## INSTRUÇÕES DE TRABALHO
1. Segundo o texto sobre o sistema prisional, em quantos presídios do estado os detentos fizeram greve de fome em setembro do ano passado?
2. Transcreva o trecho do texto sobre o sistema prisional que começa em "Setembro do ano" e segue até "debate, antes inexistente.".
3. Escreva a continuação do texto sobre o sistema prisional a partir da última frase apresentada.

─── TRECHO APRESENTADO

Assim, um sistema que deveria ser “ressocializador” se mostra puramente punitivo, dentro de uma lógica racista, uma vez que 61,7% dos apenados, brasileiros, em situação de privação de liberdade são pretos e pardos, enquanto que no Rio Grande do Norte este número aumenta para 71,4%³. Por outro lado, na pesquisa do IPEA “Aplicação de Penas e Medidas Alternativas” foi constado que 52,6% dos condenados às penas alternativas eram brancos, enquanto que 46,2% eram negros. Esta desproporção corrobora com o racismo institucionalizado dos presídios brasileiros, assim os negros e pardos, além de serem a maioria, não porque cometem mais crimes, mas sim, porque não tem condições de acesso à assistência jurídica, ainda sofrem as penas mais pesadas. Dessa forma, a luta por um sistema humanizado também é uma luta étnica e uma luta de classe, pois, a maioria é pobre e moradores da periferia.
Setembro do ano passado ocorreu uma manifestação pacíficas dos detentos de 8 presídios do estado, por meio de uma greve de fome, as reivindicações não se mostram tão diferentes das reivindicações desta rebelião atual, assim, tal situação poderia ter sido evitada caso houvessem atendido às vozes desses detentos, os quais pedem seus direitos negados pelos Estado, isto é, é mais do que legítimo. Esta situação se estende desde a terça-feira, 10, da semana passada, contudo, apenas com os incêndios dos ônibus a questão vem sendo tratada com urgência e se tornou foco de debate, antes inexistente.

──────
─── DADOS FORNECIDOS

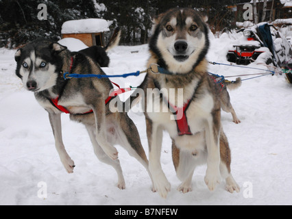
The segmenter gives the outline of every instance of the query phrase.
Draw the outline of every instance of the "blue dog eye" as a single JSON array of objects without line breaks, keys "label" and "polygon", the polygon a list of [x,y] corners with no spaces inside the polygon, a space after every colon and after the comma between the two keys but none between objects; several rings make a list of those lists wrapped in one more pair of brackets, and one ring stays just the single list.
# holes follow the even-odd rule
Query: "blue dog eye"
[{"label": "blue dog eye", "polygon": [[28,64],[27,64],[27,63],[26,63],[26,62],[23,63],[23,66],[24,68],[28,68]]},{"label": "blue dog eye", "polygon": [[45,62],[42,62],[40,63],[40,68],[45,68],[47,66],[47,63]]}]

──────

## RESPOSTAS ESCRITAS
1. A greve de fome ocorreu em 8 presídios do estado.

2.
Setembro do ano passado ocorreu uma manifestação pacíficas dos detentos de 8 presídios do estado, por meio de uma greve de fome, as reivindicações não se mostram tão diferentes das reivindicações desta rebelião atual, assim, tal situação poderia ter sido evitada caso houvessem atendido às vozes desses detentos, os quais pedem seus direitos negados pelos Estado, isto é, é mais do que legítimo. Esta situação se estende desde a terça-feira, 10, da semana passada, contudo, apenas com os incêndios dos ônibus a questão vem sendo tratada com urgência e se tornou foco de debate, antes inexistente.

3.
Ademais, não podemos deixar de grifar os posicionamentos dos políticos norteriograndenses cujas falas são marcas por uma lógica de combate, tendo por resposta as rebeliões e incêndios, a convocação da Força Nacional para combater a crise do sistema carcerário. Não demonstrando nenhuma sensatez com os apenados, negando as negociações. Contudo, tais situações calamidade, criadas pelo próprio Estado, são frutos dessa lógica desumana do cárcere, em que homens são torturados, mortos e excluídos. Sendo assim, é o Estado o principal responsável por esta situação, logo, se faz necessário à garantia das condições de vida desses sujeitos. Ainda, vamos além, parafraseando o Dr. Luis Carlos Valois, dizemos que os presídios brasileiros são ilegais, pois, não existem em lei alguma.
Dessa forma, o coletivo Juntos se mostra contra a qualquer solução repressiva e militarizada e dá todo apoio as mediações com organizações representativas dos Direitos Humanos, tais como CRDH, OAB e a Pastoral Carcerária para que seja evitado qualquer derramamento de sangue negro e favelado. Por fim, defendemos que posicionamento do Estado deve guinar para o atendimento às reivindicações desses sujeitos, não se pode ignorar direitos, e deixamos uma mensagem ao governador: não é negociar com bandido, é negociar com seres humanos desumanizados.

Notas:
¹ Dados do Novo Diagnósticos de Pessoas Presas no Brasil
²Dados do Anuário Brasileiro de Segurança Pública.
³ Idem.
*Yasmin é estudante de Serviço Social/UFRN, integrante do Programa Motyrum de Educação Popular em Direitos Humanos Núcleo Penitenciário e militante do Juntos.
Renê é estudante de Engenharia Civil/UFRN, integrante do Programa Motyrum de Educação Popular em Direitos Humanos Núcleo Rural e militante do Juntos.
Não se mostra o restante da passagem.